*RAW DATA:*

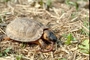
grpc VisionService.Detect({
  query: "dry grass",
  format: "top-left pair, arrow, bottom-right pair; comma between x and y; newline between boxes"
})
0,2 -> 89,60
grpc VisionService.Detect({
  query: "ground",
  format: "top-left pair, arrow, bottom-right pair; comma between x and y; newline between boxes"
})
0,0 -> 89,60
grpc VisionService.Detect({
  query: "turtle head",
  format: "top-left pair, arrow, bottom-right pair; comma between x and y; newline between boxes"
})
43,30 -> 57,42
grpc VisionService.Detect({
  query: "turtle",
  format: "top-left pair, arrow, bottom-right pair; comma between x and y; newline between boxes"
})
6,17 -> 57,52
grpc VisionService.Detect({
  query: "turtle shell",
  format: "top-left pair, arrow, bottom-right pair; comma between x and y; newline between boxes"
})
6,17 -> 47,42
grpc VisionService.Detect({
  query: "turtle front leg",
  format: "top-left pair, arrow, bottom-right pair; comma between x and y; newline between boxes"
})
3,36 -> 10,40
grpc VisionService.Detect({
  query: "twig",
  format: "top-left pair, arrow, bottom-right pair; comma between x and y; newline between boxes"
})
0,28 -> 6,34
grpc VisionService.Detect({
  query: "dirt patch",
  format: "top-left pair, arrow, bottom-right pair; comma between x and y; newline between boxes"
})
0,2 -> 89,60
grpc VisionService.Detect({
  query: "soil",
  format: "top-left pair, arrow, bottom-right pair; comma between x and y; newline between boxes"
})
0,1 -> 89,60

*DO THIS:* Could you shift every bounding-box coordinate in the answers up by 150 and write out all lines from the start of the items through the line containing "43,30 -> 57,42", both ends included, with the requests unchanged and the pictures left out?

*COMPLETED TASK:*
grpc VisionService.Detect({
  query: "dry grass",
  format: "top-left pair, arrow, bottom-right pair; comma between x and y; newline between boxes"
})
150,152 -> 239,210
grpc VisionService.Detect({
  query: "ground",
  format: "top-left pair, arrow, bottom-right pair; comma between x and y; newline between boxes"
})
150,150 -> 239,210
grpc VisionService.Detect({
  query: "turtle head",
  format: "top-left pair, arrow, bottom-right pair; comma between x and y; newline between boxes"
})
193,180 -> 207,192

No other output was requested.